* _The task_
Without changing a single word, output each entry.

* _Data for this task_
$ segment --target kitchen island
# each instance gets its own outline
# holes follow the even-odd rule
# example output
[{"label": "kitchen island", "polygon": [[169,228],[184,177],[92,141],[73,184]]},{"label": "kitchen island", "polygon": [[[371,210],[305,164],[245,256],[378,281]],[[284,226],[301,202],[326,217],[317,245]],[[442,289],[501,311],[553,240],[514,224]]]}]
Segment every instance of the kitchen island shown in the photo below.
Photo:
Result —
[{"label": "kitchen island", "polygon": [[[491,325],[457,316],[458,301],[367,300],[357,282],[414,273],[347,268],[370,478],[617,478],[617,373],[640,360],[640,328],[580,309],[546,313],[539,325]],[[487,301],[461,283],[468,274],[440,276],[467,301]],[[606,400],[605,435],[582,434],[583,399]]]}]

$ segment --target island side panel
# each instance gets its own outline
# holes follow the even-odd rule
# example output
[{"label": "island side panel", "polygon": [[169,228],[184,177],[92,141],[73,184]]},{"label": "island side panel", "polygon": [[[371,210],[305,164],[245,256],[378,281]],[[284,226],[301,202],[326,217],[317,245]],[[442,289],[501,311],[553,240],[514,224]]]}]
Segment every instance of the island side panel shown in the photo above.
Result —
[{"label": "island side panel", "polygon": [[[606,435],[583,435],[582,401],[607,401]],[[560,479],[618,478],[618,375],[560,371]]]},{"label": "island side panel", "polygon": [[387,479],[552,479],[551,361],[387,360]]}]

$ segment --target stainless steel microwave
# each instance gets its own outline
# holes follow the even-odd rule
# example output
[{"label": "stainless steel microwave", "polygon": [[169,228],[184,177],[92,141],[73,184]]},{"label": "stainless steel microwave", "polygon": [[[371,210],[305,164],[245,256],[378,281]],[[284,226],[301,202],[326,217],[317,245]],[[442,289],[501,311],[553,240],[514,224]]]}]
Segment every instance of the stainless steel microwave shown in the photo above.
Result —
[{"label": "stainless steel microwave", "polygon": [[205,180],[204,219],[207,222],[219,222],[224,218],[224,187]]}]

* _Result for this task_
$ segment --target kitchen island
# each instance gets its own outline
# holes follow the even-odd rule
# example output
[{"label": "kitchen island", "polygon": [[169,228],[184,177],[92,141],[73,184]]},{"label": "kitchen island", "polygon": [[[371,210],[305,164],[245,256],[378,281]],[[284,226],[301,202],[326,217],[317,245]],[[442,289],[501,311],[553,240],[514,224]]]}]
Segment every instance of the kitchen island shown in the photo below.
Photo:
Result —
[{"label": "kitchen island", "polygon": [[[491,325],[457,316],[458,301],[367,300],[357,282],[414,273],[347,268],[370,478],[617,478],[617,373],[640,360],[640,328],[580,309],[546,313],[539,325]],[[487,301],[461,283],[468,274],[440,276],[467,301]],[[606,400],[605,435],[582,434],[583,399]]]}]

$ segment --target island side panel
# each instance gets its own outline
# holes follow the even-odd rule
# example output
[{"label": "island side panel", "polygon": [[169,228],[184,177],[92,141],[73,184]]},{"label": "island side panel", "polygon": [[[371,210],[305,164],[245,256],[378,281]],[[284,226],[301,202],[326,217],[317,245]],[[442,289],[501,311],[553,240],[514,224]]]}]
Segment every instance of the island side panel shown in the photo above.
Result —
[{"label": "island side panel", "polygon": [[[606,435],[583,435],[582,401],[607,401]],[[560,479],[618,478],[618,375],[560,371]]]},{"label": "island side panel", "polygon": [[387,479],[552,479],[551,361],[387,360]]}]

$ segment --target stainless steel microwave
# each instance gets its own outline
# holes follow the even-odd rule
# example output
[{"label": "stainless steel microwave", "polygon": [[169,228],[184,177],[92,141],[73,184]]},{"label": "stainless steel microwave", "polygon": [[[371,210],[305,164],[245,256],[378,281]],[[284,226],[301,202],[326,217],[317,245]],[[442,289],[501,311],[553,240],[514,224]]]}]
Segment every instance of the stainless steel microwave shown in the photo above.
Result —
[{"label": "stainless steel microwave", "polygon": [[205,180],[204,219],[207,222],[219,222],[224,218],[224,187]]}]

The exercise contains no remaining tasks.